▸ SELECTION:

The preceding model assumes the total server power has a linear relationship with the processor utilization rate u. While this relationship has been well validated for CPU machines, its application to GPU utilization is less established except for a few cases61. However, several recent studies have shown a strong correlation between GPU utilization and overall server power consumption when dealing with AI workloads44,46, indicating that GPUs are the dominant contributors to energy use in AI servers45. Although systematic experimental validation specific to GPUs is still limited, the consistency of findings across various case studies supports the assumption that the linear relationship applies here as well. The maximum power ${P}_{\max }$ and idle power ${P}_{\mathrm{idle}}$ are generated on the basis of the recent DGX system experimental results, and their values are set as 23% and 88% of the server rated power, respectively44,46. The sensitivity analysis was conducted to quantify the uncertainty, as shown in Supplementary Fig. 6. Moreover, the GPU processor utilization $u$ is calculated as the following:

$$u={u}_{\mathrm{active}}\times {r}_{\mathrm{active}}$$

(3)

where ${u}_{\mathrm{active}}$ and ${r}_{\mathrm{active}}$ represent the average processor utilization of active GPUs and the ratio of active GPUs to total GPUs, respectively. Note that the ${u}_{\mathrm{active}}$ and ${r}_{\mathrm{active}}$ commonly have higher values during training compared with inference62. Specifically, we use currently available AI traces, including Philly trace47, Helios trace46, PAI trace48 and Acme trace49, to determine the ${r}_{\mathrm{active}}$ for training and inference tasks. These traces provide comprehensive analyses on the relationship between GPU utilization rate and job characteristics. Based on the data provided in these works, the ${r}_{\mathrm{active}}$ is set as 50% and 90% for inference and training, respectively. Moreover, the ${u}_{\mathrm{active}}$ values are further determined on the basis of recent experimental studies44. The values are set as 50% and 80% for inference and training, respectively. Therefore, the processor utilization rates for inference and training in this work are set as 25% and 72%, respectively. Following the previous works63,64, our base estimations assume 30% of computing capacity for training and 70% for inference. A detailed sensitivity analysis on the impact of these utilization rate settings is provided in Fig. 6.

▸ SUPPLIED ENTRIES:
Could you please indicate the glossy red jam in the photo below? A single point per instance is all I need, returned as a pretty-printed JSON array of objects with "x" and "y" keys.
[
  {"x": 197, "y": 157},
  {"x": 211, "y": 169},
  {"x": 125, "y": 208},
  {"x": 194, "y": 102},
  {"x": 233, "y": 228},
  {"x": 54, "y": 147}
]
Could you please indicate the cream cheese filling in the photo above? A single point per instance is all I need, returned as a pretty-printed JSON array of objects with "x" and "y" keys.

---

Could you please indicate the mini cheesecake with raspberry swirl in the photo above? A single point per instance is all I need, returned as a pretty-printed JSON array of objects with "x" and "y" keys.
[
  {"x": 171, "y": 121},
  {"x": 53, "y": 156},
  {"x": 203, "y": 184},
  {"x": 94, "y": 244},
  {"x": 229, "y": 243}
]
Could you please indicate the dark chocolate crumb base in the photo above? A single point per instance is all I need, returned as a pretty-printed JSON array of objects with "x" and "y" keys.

...

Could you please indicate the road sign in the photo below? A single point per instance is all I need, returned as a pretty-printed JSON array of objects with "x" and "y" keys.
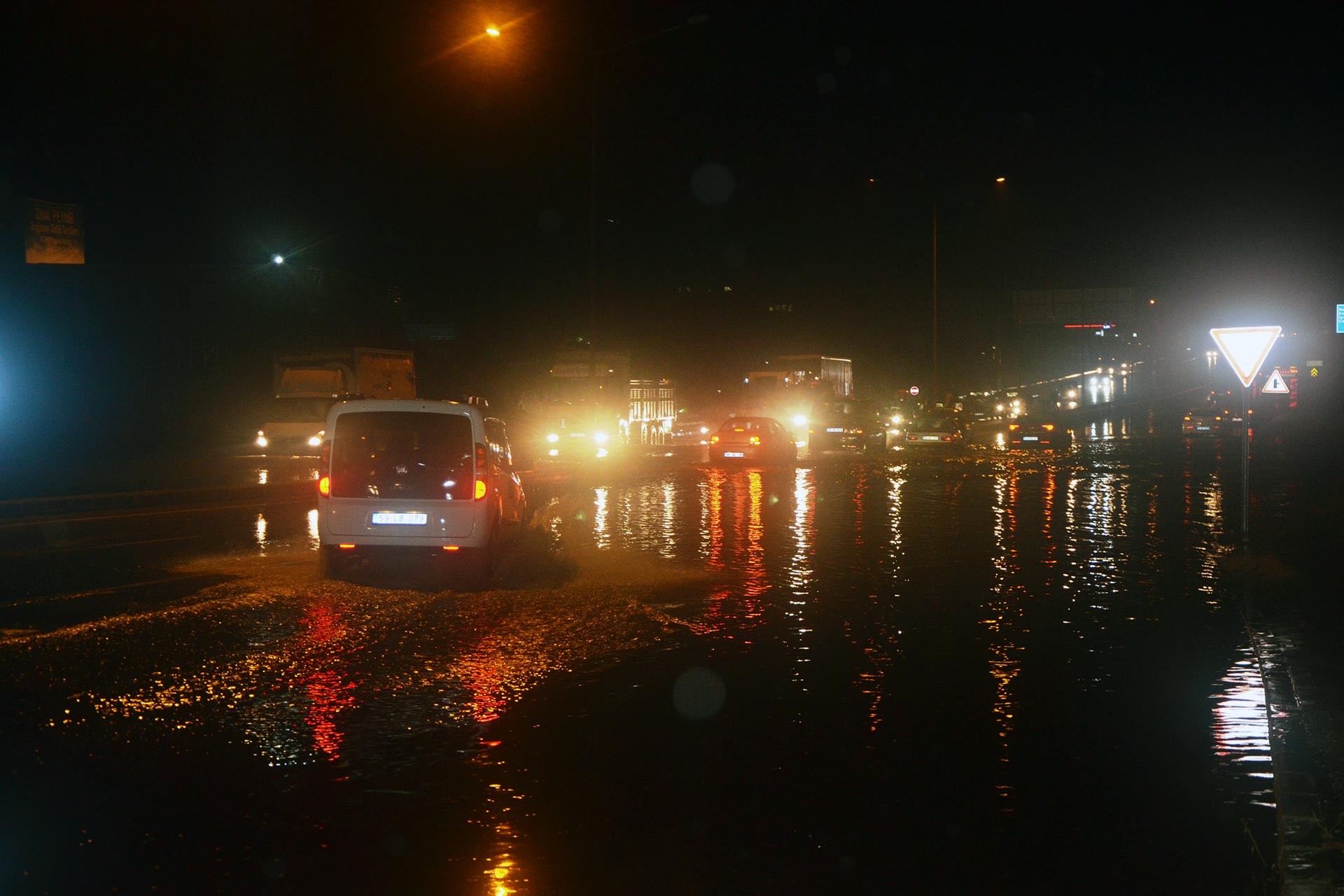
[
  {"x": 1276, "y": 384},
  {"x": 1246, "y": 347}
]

▸ TASK: Name every AI trace that the GPU server power passage above says is used to determine r_active.

▸ RESULT FOR THIS TASK: Philly trace, Helios trace, PAI trace, Acme trace